— BEGIN Extract —

One aspect of utilizing a whipstock with downhole tools to the placement of the whipstock and the tools that will be used to form the lateral borehole extending into the formation. The placement, both the depth and axially is important to direct the cutting head out of the wellbore and into the formation of interest and can be assisted with the use of a visual imaging device. The visual imaging device can be used to locate and position the whipstock at the optimal depth and/or azimuth of the formation of interest so as to guide, steer, position and orient short radius horizontal drilling tools can enable production from thinner reservoirs that heretofore have not been developed.

In view of the above, it would be desirable to have a the ability to locate and position a whipstock at an optimal depth and/or azimuth of the formation of interest to guide, steer, position and orient short radius horizontal drilling tools to produce lateral boreholes into a formation of interest. It would further be desirable to have a cutting system capable of locating a whipstock and other tools such as a cutting tool in a wellbore to precisely position such tools with the aid of a visual imaging device.

An embodiment of the present invention is a method of orienting depth and direction (azimuth) of a guide device used to direct tools for the creation of a lateral borehole extending from a wellbore in an earthen formation, utilizing a visual imaging tool. The method including running a tool string into a wellbore, the tool string comprising a guide device and a visual imaging device, visually imaging the wellbore at a range of depths and orientations in the wellbore, and aligning the guide device within the wellbore in preparation of drilling tools to be used for the creation of a lateral borehole in an earthen formation.

— END Extract —
— BEGIN Record set —

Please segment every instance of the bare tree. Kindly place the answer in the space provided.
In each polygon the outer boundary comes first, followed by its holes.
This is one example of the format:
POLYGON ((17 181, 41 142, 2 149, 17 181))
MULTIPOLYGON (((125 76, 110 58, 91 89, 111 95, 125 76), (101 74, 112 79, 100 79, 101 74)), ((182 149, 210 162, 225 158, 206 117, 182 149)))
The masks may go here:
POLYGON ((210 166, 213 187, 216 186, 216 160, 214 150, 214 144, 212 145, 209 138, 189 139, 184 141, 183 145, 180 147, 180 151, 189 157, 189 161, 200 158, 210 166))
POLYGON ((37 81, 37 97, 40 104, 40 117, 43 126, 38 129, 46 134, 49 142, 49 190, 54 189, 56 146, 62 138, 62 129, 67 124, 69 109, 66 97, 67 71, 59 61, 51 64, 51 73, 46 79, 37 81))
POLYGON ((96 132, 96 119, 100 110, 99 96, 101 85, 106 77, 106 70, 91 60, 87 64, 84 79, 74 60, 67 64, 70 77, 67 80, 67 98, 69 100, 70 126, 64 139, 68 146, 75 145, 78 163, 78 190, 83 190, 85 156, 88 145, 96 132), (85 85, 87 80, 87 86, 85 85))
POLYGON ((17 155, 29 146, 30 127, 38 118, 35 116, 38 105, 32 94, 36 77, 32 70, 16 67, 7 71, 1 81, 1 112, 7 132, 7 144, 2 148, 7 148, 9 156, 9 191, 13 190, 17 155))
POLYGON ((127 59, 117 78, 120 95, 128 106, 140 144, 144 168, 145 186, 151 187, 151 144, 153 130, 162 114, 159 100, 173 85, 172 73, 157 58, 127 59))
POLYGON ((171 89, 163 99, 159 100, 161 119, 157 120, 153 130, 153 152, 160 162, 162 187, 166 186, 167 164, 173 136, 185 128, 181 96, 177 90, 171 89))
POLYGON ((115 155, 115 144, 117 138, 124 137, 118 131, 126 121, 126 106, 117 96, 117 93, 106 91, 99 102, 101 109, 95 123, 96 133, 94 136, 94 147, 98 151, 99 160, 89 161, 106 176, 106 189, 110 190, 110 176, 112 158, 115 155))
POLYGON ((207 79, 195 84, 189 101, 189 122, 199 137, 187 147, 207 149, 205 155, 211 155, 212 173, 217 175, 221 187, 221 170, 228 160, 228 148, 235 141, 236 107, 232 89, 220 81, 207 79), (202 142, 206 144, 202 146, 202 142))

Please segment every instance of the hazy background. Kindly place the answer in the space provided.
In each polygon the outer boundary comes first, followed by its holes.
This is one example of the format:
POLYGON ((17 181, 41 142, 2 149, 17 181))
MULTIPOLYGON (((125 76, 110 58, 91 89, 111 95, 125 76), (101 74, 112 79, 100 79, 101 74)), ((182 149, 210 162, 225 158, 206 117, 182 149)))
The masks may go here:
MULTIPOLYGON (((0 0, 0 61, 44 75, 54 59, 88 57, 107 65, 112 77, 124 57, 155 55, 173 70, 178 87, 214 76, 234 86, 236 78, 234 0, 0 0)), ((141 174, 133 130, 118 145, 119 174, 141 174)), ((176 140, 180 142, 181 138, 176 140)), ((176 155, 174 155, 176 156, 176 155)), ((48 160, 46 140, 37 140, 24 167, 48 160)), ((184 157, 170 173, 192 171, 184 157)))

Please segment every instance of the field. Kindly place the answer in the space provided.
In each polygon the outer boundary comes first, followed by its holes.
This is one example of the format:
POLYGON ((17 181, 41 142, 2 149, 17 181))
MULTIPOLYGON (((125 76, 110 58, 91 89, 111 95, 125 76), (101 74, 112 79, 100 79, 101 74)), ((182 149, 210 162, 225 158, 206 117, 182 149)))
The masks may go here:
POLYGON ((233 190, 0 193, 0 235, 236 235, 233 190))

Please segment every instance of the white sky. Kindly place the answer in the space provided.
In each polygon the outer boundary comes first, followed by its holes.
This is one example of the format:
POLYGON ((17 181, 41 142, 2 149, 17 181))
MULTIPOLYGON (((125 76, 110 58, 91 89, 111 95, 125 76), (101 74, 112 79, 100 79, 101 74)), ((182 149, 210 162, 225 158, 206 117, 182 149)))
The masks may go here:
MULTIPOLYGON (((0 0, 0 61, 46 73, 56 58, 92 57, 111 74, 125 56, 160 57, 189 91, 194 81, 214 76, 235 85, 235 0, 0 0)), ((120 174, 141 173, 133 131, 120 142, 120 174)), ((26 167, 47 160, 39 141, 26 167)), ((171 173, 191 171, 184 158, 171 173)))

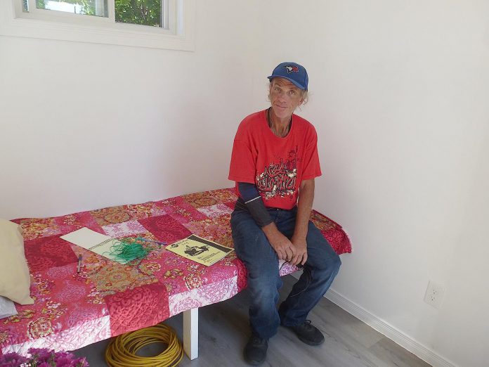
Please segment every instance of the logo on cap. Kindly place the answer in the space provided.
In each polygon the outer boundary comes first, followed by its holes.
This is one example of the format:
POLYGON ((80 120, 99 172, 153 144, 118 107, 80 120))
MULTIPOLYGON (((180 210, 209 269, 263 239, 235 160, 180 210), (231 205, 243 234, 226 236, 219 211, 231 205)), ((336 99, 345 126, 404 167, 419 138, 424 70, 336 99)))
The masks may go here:
POLYGON ((291 72, 299 72, 299 67, 297 66, 292 66, 290 65, 287 65, 286 66, 284 66, 285 69, 287 69, 287 73, 289 74, 291 72))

— END Record set —

_Exercise directions_: Update the lateral drilling passage by writing out everything from "An embodiment of" down to "an earthen formation.", changing "guide device" to "deflection tool". The data have nothing to do with the lateral drilling passage.

_Written solution_:
An embodiment of the present invention is a method of orienting depth and direction (azimuth) of a deflection tool used to direct tools for the creation of a lateral borehole extending from a wellbore in an earthen formation, utilizing a visual imaging tool. The method including running a tool string into a wellbore, the tool string comprising a deflection tool and a visual imaging device, visually imaging the wellbore at a range of depths and orientations in the wellbore, and aligning the deflection tool within the wellbore in preparation of drilling tools to be used for the creation of a lateral borehole in an earthen formation.